_Text to read_
● ● ● ●
Genre: Comedy
Director: Christian Charles
Cast: Ryan Pinkston, Kate Mara, Craig Kilborn,
John Carroll Lynch, Cynthia Stevenson
RunTime: 1 hr 30 mins
Released By: Festive Films & Shaw
Rating: PG (Sexual References)
Official Website: http://www.festivefilms.com/fullofit/
Opening Day: 29 November 2007
Synopsis:
"Full of It" is a comedy about what happens to a
habitual liar whose tall tales suddenly come true. Ryan Pinkston
(Punk’d) stars as a 17-year-old who desperately tries
to fit in at a new school by telling elaborate lies to impress
the school’s most popular kids. But when the lies start
turning to truths and the teen becomes the big man on campus,
he suddenly finds himself facing a whole new set of problems
that he never expected.
Movie Review:
The American High School, a setting ripe for liars, lies and
half-truths. In “Full of It,” the diminutive Ryan
Pinkston (of “Punk’d” and “Quintuplets”
fame) plays the Sam Leonard, a math whiz that immediately
finds himself on the outs when he arrives at his new school,
embarrassingly dropped off by well meaning but oblivious parents
and subsequently set upon by the upper echelons of the student
body. Following the advise of the world’s most brutally
honest guidance counselor (Craig Kilborn), Sam resorts to
lies so blatant to get through his first week. In a twist
that recalls a conjugation of plots from both “Liar
Liar” and “Big” with a dash of “Mean
Girls”, Sam finds every single one of his lies, including
the minor ones, coming true.
● ● ● ●
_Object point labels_
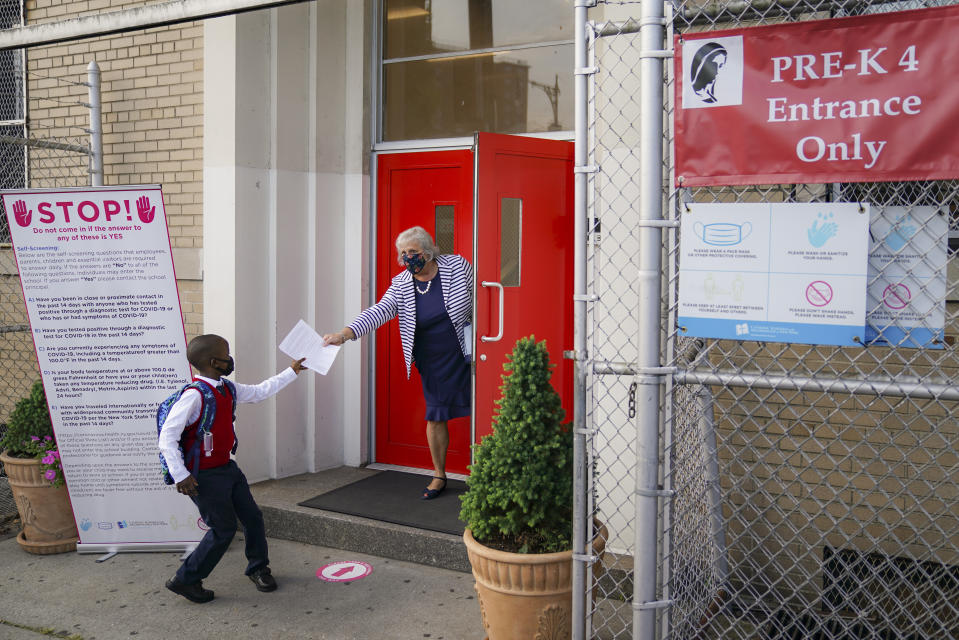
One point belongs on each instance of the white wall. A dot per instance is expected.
(286, 220)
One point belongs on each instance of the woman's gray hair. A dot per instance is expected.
(422, 238)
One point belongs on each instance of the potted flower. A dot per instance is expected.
(32, 462)
(518, 506)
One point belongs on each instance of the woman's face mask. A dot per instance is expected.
(414, 262)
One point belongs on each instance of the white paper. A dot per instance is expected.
(303, 341)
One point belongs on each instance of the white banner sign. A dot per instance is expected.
(778, 272)
(97, 275)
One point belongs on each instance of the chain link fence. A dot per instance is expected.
(49, 152)
(806, 491)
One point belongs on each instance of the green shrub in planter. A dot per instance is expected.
(29, 434)
(519, 496)
(30, 417)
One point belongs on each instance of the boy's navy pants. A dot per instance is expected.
(224, 497)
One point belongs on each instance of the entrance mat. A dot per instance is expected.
(394, 496)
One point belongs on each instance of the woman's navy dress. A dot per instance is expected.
(438, 357)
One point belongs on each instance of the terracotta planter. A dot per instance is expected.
(524, 596)
(45, 511)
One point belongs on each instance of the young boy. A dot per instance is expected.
(219, 490)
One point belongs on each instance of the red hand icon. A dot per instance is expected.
(144, 210)
(21, 213)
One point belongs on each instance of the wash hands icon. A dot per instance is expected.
(821, 230)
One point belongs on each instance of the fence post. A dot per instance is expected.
(648, 312)
(581, 359)
(96, 129)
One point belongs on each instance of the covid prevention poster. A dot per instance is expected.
(858, 99)
(98, 281)
(776, 272)
(907, 277)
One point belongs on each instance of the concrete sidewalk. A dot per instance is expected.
(73, 596)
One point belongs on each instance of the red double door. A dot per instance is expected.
(520, 242)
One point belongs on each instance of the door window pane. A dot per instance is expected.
(444, 227)
(425, 27)
(515, 91)
(510, 241)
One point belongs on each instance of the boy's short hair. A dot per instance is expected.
(200, 349)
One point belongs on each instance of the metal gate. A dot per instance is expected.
(742, 489)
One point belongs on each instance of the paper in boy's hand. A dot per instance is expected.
(303, 341)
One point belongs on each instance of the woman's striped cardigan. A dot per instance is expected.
(456, 275)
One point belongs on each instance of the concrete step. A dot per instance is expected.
(286, 520)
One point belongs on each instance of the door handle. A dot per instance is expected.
(498, 336)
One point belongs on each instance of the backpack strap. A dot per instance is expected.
(232, 387)
(203, 424)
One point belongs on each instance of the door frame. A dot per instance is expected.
(442, 145)
(463, 144)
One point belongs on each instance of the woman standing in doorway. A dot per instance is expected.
(433, 298)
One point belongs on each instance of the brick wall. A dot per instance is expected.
(152, 115)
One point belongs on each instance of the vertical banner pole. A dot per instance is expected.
(96, 127)
(581, 358)
(648, 313)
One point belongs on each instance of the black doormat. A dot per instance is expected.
(393, 496)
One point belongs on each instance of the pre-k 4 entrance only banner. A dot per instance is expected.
(97, 275)
(861, 99)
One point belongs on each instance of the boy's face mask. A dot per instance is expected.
(414, 262)
(228, 369)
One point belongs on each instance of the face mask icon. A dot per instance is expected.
(722, 234)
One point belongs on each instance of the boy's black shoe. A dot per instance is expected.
(263, 579)
(192, 592)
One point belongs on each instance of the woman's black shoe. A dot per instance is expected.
(429, 494)
(192, 592)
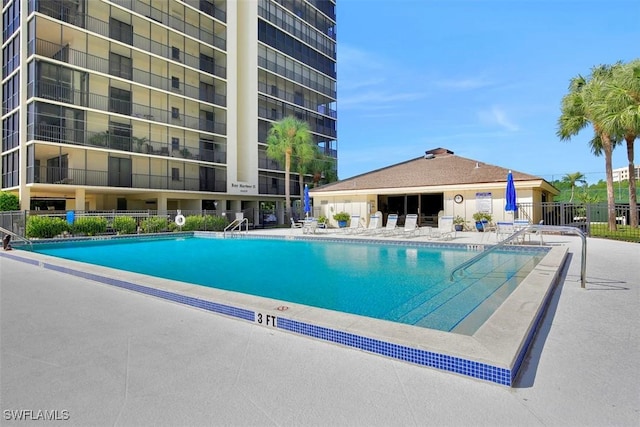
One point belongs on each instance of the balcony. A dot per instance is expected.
(64, 135)
(102, 65)
(134, 110)
(98, 178)
(101, 27)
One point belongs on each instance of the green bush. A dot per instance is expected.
(9, 201)
(154, 224)
(193, 223)
(124, 225)
(215, 223)
(45, 226)
(89, 225)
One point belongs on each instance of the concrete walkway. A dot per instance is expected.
(102, 356)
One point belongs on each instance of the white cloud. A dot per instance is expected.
(463, 84)
(497, 116)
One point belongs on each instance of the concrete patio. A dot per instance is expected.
(98, 355)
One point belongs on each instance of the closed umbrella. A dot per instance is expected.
(307, 200)
(510, 194)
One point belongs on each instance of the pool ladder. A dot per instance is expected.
(537, 228)
(235, 228)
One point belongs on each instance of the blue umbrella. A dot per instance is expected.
(307, 200)
(510, 194)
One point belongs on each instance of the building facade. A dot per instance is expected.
(435, 184)
(161, 105)
(622, 174)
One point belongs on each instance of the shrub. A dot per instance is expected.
(193, 223)
(9, 201)
(342, 216)
(45, 226)
(482, 216)
(89, 225)
(154, 224)
(215, 223)
(124, 225)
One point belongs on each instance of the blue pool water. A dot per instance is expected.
(398, 283)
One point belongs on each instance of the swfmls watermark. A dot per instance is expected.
(36, 415)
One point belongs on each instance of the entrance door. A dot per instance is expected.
(119, 172)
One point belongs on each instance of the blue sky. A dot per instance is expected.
(482, 78)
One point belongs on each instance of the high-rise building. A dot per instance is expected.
(160, 104)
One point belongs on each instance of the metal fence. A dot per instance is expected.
(592, 219)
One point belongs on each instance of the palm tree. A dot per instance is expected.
(572, 179)
(579, 109)
(619, 114)
(285, 138)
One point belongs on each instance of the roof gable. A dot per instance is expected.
(437, 167)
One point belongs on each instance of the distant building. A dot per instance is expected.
(438, 183)
(163, 104)
(622, 174)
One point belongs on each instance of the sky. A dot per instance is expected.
(484, 79)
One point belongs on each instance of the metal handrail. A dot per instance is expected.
(532, 228)
(19, 237)
(236, 224)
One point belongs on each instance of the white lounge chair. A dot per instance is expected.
(295, 224)
(504, 230)
(375, 224)
(410, 226)
(445, 230)
(309, 226)
(392, 226)
(355, 226)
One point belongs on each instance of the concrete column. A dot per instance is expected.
(162, 203)
(80, 199)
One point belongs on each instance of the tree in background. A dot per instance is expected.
(573, 179)
(619, 115)
(9, 201)
(581, 108)
(287, 138)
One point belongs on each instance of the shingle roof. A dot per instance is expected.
(436, 168)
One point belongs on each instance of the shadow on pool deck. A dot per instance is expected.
(114, 357)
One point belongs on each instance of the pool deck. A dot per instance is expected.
(107, 356)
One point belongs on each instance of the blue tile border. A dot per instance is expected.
(408, 354)
(470, 368)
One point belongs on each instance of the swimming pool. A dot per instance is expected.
(494, 352)
(389, 282)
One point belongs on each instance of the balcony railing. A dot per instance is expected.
(140, 111)
(97, 178)
(64, 135)
(282, 94)
(90, 23)
(101, 64)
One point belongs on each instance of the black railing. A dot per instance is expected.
(97, 178)
(103, 65)
(66, 135)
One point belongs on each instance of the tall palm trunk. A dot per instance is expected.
(633, 199)
(287, 183)
(607, 148)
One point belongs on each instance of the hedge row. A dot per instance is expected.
(47, 227)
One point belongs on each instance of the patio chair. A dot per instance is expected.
(504, 230)
(410, 228)
(445, 230)
(375, 223)
(392, 226)
(355, 226)
(523, 223)
(309, 226)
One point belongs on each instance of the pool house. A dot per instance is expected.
(435, 184)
● ● ● ●
_Work instructions_
a. Reproduce the "Full of It" page from "Official Website: http://www.festivefilms.com/fullofit/" up to and including "he never expected.", replacing "lies" with "fibs".
b. According to the "Full of It" page, how old is the character Ryan Pinkston plays?
c. Go on with the movie review on the "Full of It" page from the point where it stops.

_Answers to the problems_
a.
Official Website: http://www.festivefilms.com/fullofit/
Opening Day: 29 November 2007
Synopsis:
"Full of It" is a comedy about what happens to a
habitual liar whose tall tales suddenly come true. Ryan Pinkston
(Punk’d) stars as a 17-year-old who desperately tries
to fit in at a new school by telling elaborate fibs to impress
the school’s most popular kids. But when the fibs start
turning to truths and the teen becomes the big man on campus,
he suddenly finds himself facing a whole new set of problems
that he never expected.

b. He plays a 17-year-old.

c.
This
film is a low-budget noogie being palmed off as a moralistic
wish fulfillment fantasy for those who weren’t or aren’t
in the higher rungs of our scholastic institutions. However,
debilitating the idea of constantly living up to lies and
contrivances might be, the film exudes little to no sense
of the social horror that’s involved by reducing itself
to a mincing rehash of teen comedies that have come before
it. Its cast is uniformly appealing, especially the doe-eyed
girl-next-door type (Kate Mara) and the school’s most
popular girl (Amanda Walsh) but Pinkston proves himself to
be the stand-out lead, a wry and dangerously aloof sense of
humour that holds up the film’s most banal moments,
the sort that hints at a well-worn punchline from a mile away.
The most interesting part of “Full of It” is its
look. The shiny and unrealistically optimistic colours of
the distinctive American High School film is doused down into
fatiguing drabs that seem almost too elegant and artful, like
something out of Alexander Payne's "Election".
The
high concept of fantasy melts away early on when it becomes
clear that the film doesn’t quite understand the constructs
of a teenage mind when opportunity arises. The script lacks
a consistent head upon its shoulders for the most part when
it constricts Sam’s veritable wish machine into a problem
that merely turns lies into life-altering truths. But despite
its jambalaya of high school comedy clutter that proves to
be more tedious than humourous in its brazen pilfering of
lessons and outcomes, it also doesn’t resort to obligatory
offensive tawdriness (unless you view avant-garde art as such)
to engender some measure of continued interest, all of which
could ironically alienate a particular segment of its audience
that might expect some level of tastelessness.
Movie Rating:
(Bland and not particularly funny, an interesting premise
that doesn’t deliver anything but clichés)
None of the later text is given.